▶ _The data_:
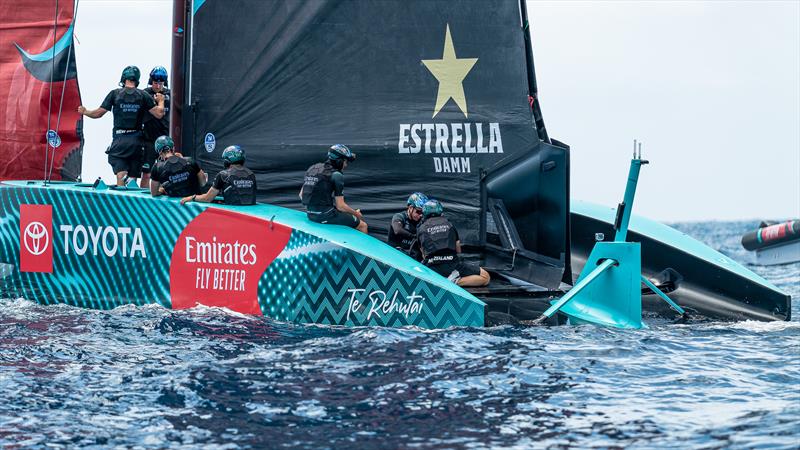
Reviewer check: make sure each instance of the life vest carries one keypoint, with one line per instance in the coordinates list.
(238, 186)
(318, 187)
(396, 240)
(437, 237)
(177, 176)
(154, 128)
(129, 109)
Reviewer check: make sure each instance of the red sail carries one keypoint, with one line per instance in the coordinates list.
(30, 58)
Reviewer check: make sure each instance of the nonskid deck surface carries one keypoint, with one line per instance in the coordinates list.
(253, 259)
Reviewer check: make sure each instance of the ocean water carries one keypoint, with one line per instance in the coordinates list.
(149, 377)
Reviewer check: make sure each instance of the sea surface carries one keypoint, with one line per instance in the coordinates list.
(151, 378)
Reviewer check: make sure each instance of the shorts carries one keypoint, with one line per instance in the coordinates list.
(464, 268)
(125, 154)
(149, 156)
(334, 217)
(131, 164)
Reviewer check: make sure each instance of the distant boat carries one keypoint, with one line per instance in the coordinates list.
(774, 243)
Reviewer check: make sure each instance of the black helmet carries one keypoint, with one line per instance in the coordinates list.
(164, 144)
(130, 73)
(159, 73)
(432, 208)
(340, 152)
(417, 200)
(232, 155)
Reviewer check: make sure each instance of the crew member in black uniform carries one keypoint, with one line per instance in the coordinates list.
(440, 246)
(322, 191)
(236, 182)
(153, 128)
(174, 175)
(403, 229)
(129, 106)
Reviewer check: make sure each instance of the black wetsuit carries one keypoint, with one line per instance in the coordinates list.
(321, 185)
(438, 237)
(237, 185)
(178, 176)
(402, 231)
(129, 106)
(153, 129)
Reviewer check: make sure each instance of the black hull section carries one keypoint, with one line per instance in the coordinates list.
(711, 285)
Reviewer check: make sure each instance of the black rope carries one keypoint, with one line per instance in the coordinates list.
(64, 86)
(50, 100)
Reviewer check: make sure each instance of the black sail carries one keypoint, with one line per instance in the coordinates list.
(432, 95)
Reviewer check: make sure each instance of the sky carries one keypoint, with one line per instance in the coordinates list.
(712, 89)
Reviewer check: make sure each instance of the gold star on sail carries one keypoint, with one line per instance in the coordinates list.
(450, 71)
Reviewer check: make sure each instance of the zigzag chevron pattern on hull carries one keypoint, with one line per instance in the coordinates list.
(105, 249)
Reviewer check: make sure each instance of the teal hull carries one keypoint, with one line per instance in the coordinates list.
(70, 243)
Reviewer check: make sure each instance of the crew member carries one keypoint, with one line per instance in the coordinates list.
(236, 182)
(174, 175)
(322, 191)
(153, 127)
(129, 106)
(403, 229)
(440, 246)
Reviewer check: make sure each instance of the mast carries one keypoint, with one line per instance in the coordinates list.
(533, 90)
(179, 31)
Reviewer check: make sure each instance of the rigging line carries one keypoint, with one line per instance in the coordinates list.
(50, 100)
(64, 85)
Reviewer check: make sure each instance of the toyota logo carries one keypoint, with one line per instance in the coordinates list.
(36, 238)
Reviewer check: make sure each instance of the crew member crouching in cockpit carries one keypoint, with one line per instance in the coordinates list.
(173, 174)
(440, 246)
(403, 229)
(236, 182)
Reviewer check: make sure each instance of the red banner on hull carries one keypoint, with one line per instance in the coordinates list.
(36, 238)
(219, 259)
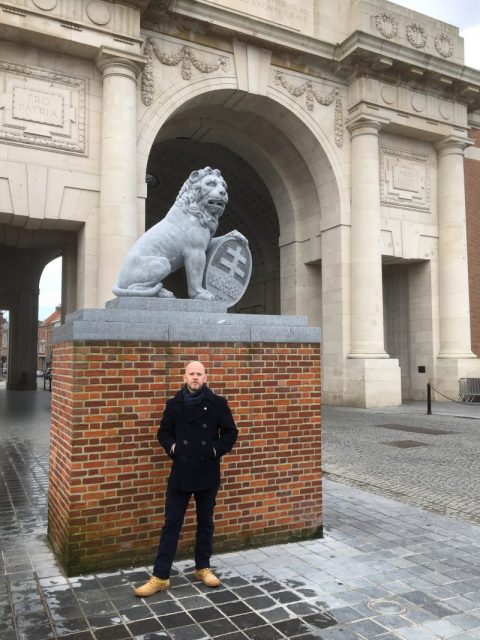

▶ _Your goal_:
Every line from the one containing "Reviewer check: make sure each instance of the toyota" to the last line of the material must be returned exactly. Leave out any pictures.

▶ _Solved exercise_:
Reviewer check: make sure each instance of the toyota logo carries one keypoint, with one line per instance in the coordinates list.
(36, 238)
Reviewer check: make sure each instance of the crew member crouching in cockpit carries one keypoint, with one line per instance in the coordinates list.
(173, 174)
(440, 246)
(403, 229)
(236, 182)
Reviewer check: make sure each instance of the red banner on hull carries one keypoint, with one line per instance in the coordinates list.
(36, 238)
(219, 259)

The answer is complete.